[Referring expression pointing data]
===============

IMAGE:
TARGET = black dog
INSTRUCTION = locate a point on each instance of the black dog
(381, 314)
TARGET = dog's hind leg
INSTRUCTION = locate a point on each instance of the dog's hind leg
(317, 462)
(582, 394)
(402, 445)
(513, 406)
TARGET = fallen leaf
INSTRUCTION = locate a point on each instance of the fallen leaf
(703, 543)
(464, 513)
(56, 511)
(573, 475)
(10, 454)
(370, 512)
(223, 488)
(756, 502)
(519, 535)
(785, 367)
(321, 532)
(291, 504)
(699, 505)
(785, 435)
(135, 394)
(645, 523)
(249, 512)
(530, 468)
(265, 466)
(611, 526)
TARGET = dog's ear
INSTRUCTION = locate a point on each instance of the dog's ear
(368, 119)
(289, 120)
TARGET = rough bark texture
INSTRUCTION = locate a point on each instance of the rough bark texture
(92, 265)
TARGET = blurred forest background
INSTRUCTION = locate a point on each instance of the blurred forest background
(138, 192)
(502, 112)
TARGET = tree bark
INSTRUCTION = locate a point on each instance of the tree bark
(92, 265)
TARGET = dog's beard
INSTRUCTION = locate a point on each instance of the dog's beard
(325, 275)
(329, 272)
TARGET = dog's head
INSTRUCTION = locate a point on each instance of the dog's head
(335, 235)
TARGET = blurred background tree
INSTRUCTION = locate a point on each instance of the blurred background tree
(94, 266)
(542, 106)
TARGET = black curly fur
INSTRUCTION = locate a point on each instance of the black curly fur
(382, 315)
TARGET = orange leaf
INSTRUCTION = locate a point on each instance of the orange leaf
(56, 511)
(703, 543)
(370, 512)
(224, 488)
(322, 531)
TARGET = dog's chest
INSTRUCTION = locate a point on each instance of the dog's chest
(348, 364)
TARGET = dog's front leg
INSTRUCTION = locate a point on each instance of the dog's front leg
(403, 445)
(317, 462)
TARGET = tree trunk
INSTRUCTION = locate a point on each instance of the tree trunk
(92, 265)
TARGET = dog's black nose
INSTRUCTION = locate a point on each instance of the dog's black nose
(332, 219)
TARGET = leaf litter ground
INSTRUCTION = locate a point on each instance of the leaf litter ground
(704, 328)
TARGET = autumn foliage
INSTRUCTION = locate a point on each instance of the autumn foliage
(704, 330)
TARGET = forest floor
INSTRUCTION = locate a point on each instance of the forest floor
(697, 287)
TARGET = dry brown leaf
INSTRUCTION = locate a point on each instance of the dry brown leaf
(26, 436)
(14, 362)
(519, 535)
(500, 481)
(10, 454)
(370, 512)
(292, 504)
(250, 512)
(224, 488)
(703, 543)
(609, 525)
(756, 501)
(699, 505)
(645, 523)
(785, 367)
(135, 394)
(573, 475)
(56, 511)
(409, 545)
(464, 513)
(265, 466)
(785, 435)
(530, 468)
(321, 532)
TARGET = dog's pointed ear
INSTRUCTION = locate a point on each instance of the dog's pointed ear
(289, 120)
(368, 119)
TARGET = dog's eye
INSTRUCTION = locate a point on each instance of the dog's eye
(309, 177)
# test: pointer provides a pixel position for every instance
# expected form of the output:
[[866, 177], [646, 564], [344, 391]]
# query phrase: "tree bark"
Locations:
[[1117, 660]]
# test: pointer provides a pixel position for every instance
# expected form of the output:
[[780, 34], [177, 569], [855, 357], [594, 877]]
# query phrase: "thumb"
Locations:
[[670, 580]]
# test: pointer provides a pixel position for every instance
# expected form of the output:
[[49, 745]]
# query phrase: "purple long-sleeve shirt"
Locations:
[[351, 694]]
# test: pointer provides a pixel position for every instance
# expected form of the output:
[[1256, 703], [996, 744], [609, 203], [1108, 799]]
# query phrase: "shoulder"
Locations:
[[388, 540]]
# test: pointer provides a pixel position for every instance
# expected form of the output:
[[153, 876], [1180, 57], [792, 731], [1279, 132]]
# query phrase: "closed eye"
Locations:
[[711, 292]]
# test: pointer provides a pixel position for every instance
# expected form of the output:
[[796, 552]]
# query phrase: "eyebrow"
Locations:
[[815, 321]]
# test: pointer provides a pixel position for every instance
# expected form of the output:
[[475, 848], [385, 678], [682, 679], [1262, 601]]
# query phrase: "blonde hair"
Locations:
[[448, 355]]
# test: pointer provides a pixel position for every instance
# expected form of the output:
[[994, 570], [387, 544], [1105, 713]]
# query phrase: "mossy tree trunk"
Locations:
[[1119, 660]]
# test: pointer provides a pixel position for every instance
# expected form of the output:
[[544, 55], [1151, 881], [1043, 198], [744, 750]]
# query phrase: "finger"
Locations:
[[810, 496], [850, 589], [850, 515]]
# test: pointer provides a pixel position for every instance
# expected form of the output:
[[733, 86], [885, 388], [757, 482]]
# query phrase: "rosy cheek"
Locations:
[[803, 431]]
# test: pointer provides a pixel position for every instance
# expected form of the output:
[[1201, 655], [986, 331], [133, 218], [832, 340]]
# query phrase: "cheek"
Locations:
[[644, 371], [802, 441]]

===============

**WHAT YOU NEED TO DO**.
What is the number of lines in these records that contain "phrase"? Reply with the number only.

**TASK RESPONSE**.
11